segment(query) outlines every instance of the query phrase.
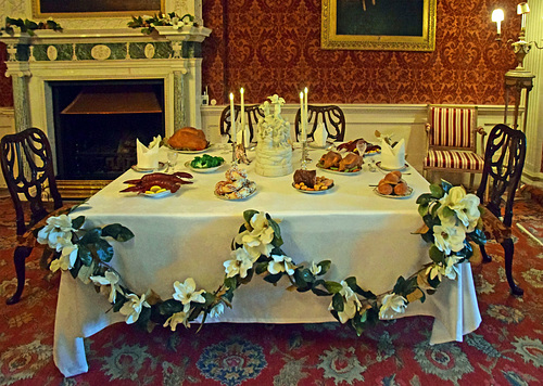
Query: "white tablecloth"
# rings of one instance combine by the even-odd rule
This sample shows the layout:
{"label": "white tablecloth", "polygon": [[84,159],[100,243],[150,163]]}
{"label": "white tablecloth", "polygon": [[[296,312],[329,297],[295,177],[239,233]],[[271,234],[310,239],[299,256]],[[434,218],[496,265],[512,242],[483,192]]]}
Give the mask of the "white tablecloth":
{"label": "white tablecloth", "polygon": [[[229,158],[216,151],[215,155]],[[312,151],[314,163],[321,152]],[[254,153],[249,152],[254,157]],[[176,170],[192,155],[181,155]],[[298,160],[300,154],[294,153]],[[164,198],[119,193],[124,180],[141,177],[128,170],[89,200],[81,215],[94,226],[119,222],[135,239],[113,243],[113,266],[125,284],[138,294],[153,288],[163,299],[172,297],[174,281],[191,276],[199,288],[214,291],[224,278],[223,262],[229,258],[230,243],[243,222],[243,210],[269,213],[280,223],[282,249],[295,262],[332,260],[328,280],[355,275],[358,284],[376,294],[392,288],[399,275],[407,276],[428,262],[428,245],[411,234],[421,226],[416,198],[429,191],[428,182],[409,168],[404,179],[413,188],[409,198],[383,198],[370,184],[381,171],[359,175],[328,175],[336,186],[325,194],[304,194],[292,186],[292,175],[266,178],[247,167],[257,192],[244,201],[223,201],[214,195],[215,183],[224,180],[224,166],[214,173],[193,173],[194,183]],[[84,209],[85,207],[81,207]],[[233,308],[209,322],[312,323],[333,321],[329,297],[285,291],[285,278],[277,287],[253,278],[236,291]],[[84,285],[63,273],[55,320],[54,360],[60,371],[72,376],[88,371],[83,338],[110,324],[124,321],[92,285]],[[469,263],[462,266],[457,281],[445,280],[437,295],[424,304],[408,306],[405,316],[435,318],[431,343],[462,340],[478,327],[481,318]],[[198,336],[195,336],[198,338]]]}

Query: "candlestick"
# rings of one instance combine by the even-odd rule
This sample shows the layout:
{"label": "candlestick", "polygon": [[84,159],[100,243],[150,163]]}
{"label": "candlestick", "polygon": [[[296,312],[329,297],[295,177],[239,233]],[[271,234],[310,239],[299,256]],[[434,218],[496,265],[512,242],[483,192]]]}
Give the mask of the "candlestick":
{"label": "candlestick", "polygon": [[307,142],[307,88],[304,89],[304,112],[305,112],[305,119],[304,119],[304,125],[305,125],[305,130],[304,130],[304,141]]}
{"label": "candlestick", "polygon": [[241,97],[241,142],[243,143],[243,147],[245,146],[245,99],[244,99],[244,92],[243,88],[239,90],[240,97]]}
{"label": "candlestick", "polygon": [[233,108],[233,93],[230,92],[230,137],[232,140],[232,163],[236,162],[236,140],[238,133],[236,131],[236,110]]}
{"label": "candlestick", "polygon": [[300,132],[300,142],[303,142],[305,137],[305,125],[304,125],[304,93],[300,92],[300,124],[301,124],[301,132]]}

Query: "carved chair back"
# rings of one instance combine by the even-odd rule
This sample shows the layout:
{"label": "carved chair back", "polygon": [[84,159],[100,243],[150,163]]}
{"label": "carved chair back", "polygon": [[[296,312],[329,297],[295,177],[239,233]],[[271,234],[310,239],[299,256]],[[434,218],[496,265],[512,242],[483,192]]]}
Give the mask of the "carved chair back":
{"label": "carved chair back", "polygon": [[[317,129],[319,123],[324,123],[326,131],[328,131],[328,138],[341,142],[345,138],[345,116],[343,111],[336,105],[328,106],[314,106],[307,105],[307,139],[313,140],[313,134]],[[294,128],[296,133],[296,139],[302,132],[301,127],[301,110],[298,110],[296,117],[294,119]]]}
{"label": "carved chair back", "polygon": [[[62,206],[54,178],[51,146],[43,131],[29,128],[4,136],[0,150],[2,173],[15,207],[16,232],[21,235],[48,215],[43,195],[50,194],[54,209]],[[25,222],[23,196],[30,206],[28,222]]]}

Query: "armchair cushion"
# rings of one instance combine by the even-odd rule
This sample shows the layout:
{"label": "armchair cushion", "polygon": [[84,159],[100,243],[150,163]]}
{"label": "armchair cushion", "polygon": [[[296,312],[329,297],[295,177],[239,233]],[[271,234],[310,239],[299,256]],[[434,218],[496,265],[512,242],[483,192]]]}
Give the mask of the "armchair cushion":
{"label": "armchair cushion", "polygon": [[482,171],[483,165],[483,157],[472,152],[430,149],[425,157],[425,168]]}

⁂

Identify every line in the items above that contains the string "carved", and copy each one in full. Case counts.

Query: "carved chair back"
{"label": "carved chair back", "polygon": [[84,159],[100,243],[150,163]]}
{"label": "carved chair back", "polygon": [[[296,312],[329,297],[295,177],[239,233]],[[271,234],[310,239],[299,256]],[[434,218],[496,265],[512,242],[483,192]]]}
Give the mask of the "carved chair back":
{"label": "carved chair back", "polygon": [[[317,129],[319,123],[324,123],[326,131],[328,131],[328,138],[341,142],[345,138],[345,116],[343,111],[336,105],[328,106],[314,106],[307,105],[307,139],[313,140],[313,134]],[[294,128],[296,133],[296,139],[302,132],[301,127],[301,110],[298,110],[296,117],[294,119]]]}
{"label": "carved chair back", "polygon": [[[62,206],[54,178],[51,146],[43,131],[29,128],[4,136],[0,150],[2,173],[15,207],[16,232],[21,235],[48,215],[43,195],[50,194],[54,209]],[[25,222],[23,196],[30,206],[28,222]]]}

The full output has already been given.